— start Material for this exercise —
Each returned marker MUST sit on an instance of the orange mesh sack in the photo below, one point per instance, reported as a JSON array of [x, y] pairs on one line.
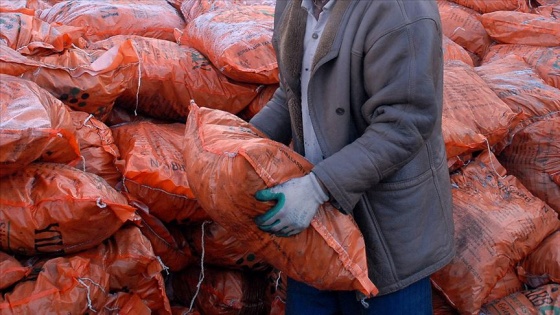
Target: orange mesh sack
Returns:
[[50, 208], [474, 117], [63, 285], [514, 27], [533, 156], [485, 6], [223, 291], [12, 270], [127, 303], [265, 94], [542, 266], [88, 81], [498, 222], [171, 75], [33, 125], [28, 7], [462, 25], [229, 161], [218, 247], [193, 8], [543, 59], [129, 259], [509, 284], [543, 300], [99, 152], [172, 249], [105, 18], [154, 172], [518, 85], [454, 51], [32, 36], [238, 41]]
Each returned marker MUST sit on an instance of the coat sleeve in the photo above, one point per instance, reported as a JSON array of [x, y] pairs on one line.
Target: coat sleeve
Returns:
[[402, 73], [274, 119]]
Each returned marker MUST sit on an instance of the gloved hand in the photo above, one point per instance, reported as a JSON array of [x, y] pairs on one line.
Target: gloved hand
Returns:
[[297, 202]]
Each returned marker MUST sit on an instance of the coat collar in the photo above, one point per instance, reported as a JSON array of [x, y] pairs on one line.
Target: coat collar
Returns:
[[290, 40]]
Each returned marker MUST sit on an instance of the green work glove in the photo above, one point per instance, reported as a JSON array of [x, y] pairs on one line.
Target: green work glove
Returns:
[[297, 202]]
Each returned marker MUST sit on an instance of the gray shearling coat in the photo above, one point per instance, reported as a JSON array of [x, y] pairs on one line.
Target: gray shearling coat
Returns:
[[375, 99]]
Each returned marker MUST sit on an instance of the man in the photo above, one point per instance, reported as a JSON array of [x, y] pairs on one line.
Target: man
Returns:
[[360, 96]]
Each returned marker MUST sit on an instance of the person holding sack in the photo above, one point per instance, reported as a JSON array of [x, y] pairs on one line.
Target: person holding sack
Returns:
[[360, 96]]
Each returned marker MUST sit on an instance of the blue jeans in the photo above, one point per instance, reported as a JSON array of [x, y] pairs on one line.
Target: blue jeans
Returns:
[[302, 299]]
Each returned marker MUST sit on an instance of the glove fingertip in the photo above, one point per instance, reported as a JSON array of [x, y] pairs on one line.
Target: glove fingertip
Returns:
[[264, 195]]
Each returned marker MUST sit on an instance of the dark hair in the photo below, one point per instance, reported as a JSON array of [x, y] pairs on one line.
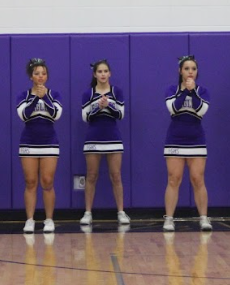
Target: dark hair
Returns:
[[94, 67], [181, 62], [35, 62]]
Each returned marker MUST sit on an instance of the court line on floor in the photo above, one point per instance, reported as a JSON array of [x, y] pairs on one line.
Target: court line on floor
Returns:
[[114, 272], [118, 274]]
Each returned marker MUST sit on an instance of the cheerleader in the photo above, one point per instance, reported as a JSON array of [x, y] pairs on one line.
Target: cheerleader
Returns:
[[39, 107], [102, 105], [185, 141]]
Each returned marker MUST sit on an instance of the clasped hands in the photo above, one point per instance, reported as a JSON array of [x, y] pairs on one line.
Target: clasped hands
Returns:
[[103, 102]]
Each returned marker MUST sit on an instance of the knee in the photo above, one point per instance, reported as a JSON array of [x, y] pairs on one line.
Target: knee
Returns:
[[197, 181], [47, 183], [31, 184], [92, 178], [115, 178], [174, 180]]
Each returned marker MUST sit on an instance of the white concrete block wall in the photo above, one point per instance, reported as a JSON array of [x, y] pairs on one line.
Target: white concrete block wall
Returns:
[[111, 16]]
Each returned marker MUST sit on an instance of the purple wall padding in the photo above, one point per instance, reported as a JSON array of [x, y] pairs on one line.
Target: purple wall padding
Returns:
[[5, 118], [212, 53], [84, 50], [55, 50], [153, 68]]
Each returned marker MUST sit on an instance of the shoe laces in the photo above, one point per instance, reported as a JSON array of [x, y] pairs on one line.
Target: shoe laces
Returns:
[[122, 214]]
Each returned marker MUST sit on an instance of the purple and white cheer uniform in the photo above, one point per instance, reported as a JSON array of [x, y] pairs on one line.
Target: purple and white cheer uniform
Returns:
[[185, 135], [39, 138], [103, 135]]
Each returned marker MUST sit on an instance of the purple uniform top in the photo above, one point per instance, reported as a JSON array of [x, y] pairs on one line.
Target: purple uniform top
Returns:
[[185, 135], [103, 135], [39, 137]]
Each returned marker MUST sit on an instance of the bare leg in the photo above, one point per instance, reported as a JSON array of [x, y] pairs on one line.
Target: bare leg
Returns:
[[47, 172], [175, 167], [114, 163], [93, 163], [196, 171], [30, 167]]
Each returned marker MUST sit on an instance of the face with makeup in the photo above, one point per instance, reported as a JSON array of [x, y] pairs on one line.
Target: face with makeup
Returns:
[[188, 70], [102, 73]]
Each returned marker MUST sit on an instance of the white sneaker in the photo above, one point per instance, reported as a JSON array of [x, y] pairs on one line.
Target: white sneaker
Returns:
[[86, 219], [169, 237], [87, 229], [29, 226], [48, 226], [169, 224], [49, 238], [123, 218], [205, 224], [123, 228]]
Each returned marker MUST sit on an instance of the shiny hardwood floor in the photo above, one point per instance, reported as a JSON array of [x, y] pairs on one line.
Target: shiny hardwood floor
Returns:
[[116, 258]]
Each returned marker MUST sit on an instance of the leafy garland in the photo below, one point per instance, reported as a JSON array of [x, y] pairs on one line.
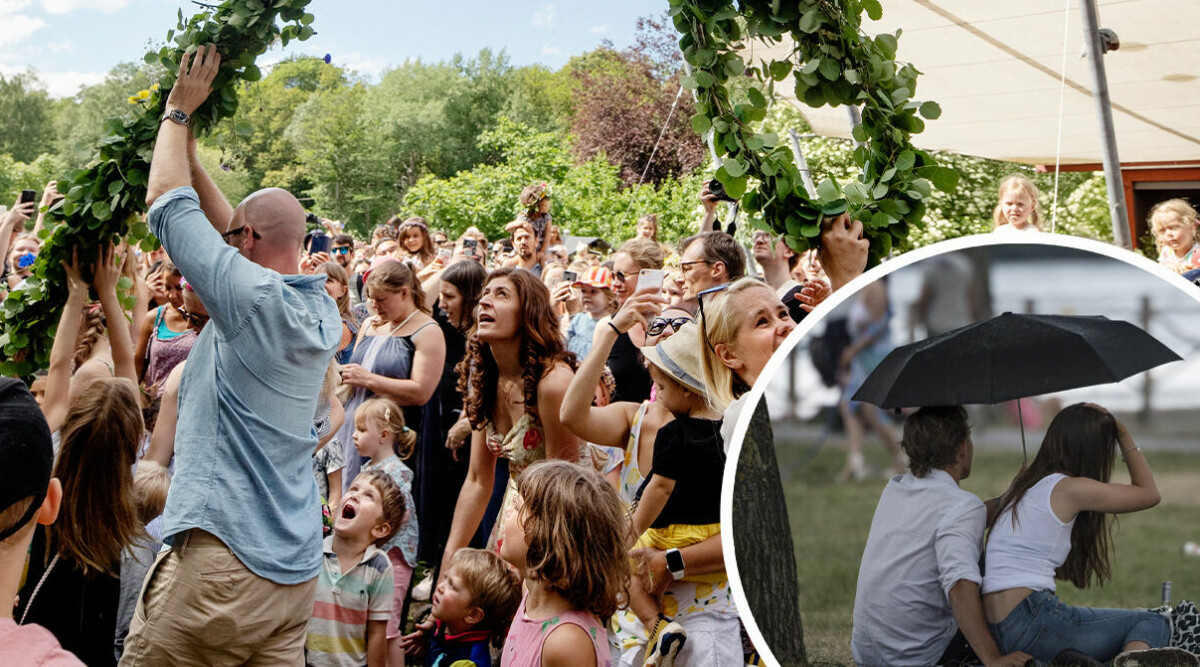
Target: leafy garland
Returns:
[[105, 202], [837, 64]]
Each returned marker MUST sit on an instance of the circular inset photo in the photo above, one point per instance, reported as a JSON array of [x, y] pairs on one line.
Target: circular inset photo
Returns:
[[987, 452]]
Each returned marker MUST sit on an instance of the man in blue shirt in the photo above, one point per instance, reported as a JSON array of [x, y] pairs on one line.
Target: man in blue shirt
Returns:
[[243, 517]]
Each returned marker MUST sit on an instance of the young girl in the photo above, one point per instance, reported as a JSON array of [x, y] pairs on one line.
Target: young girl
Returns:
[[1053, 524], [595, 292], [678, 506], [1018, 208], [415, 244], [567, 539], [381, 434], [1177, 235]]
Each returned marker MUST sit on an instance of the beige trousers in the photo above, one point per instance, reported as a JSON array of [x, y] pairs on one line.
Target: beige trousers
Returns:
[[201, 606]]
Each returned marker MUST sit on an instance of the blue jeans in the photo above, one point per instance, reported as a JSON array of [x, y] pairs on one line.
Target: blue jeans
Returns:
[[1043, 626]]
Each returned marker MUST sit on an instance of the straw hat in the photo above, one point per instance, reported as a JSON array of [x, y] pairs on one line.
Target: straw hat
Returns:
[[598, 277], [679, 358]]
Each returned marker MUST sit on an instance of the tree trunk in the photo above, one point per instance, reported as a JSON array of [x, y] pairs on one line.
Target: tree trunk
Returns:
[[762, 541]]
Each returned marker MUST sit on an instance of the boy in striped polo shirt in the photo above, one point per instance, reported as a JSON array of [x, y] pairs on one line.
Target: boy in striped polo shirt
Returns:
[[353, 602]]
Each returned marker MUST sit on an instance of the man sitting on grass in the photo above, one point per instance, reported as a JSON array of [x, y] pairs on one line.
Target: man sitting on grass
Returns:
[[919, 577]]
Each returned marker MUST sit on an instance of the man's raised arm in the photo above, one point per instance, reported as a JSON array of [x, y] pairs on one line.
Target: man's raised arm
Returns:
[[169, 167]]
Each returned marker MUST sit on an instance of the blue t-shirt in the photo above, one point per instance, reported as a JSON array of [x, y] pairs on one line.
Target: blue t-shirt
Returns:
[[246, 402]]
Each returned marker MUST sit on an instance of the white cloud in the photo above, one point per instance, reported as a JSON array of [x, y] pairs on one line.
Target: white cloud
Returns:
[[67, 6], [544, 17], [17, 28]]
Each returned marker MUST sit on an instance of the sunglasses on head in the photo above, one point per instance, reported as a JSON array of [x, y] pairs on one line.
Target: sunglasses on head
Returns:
— end Material for this exercise —
Output the material again word for word, beginning at the line that contains "Each returned marker MUST sit on an instance of the gray" and stopping after the line that contains "[[302, 299]]".

Answer to the exercise.
Each returned marker MUST sit on an instance of the gray shearling coat in the photo above, one point per instance, reported as a JSON array of [x, y] pairs on one line.
Target: gray shearling coat
Returns:
[[375, 99]]
Each returned marker MUST sit on an instance of the man in the photo above, one point per instance, reported as a JSON array of [x, y] pairs on one line.
Target: man
Returns:
[[360, 96]]
Each returned marker MUST sit on an instance of the person holding sack in the photo above, one point per instance, reported as a JSON array of [x, y] pairs on one line.
Target: person holding sack
Returns:
[[360, 96]]
Each returned marker MUST sit on an instance of the blue jeans in the photo above, one point per instance, reported as a JSON array of [x, y] pairs on one line.
Target: blue jeans
Returns:
[[302, 299]]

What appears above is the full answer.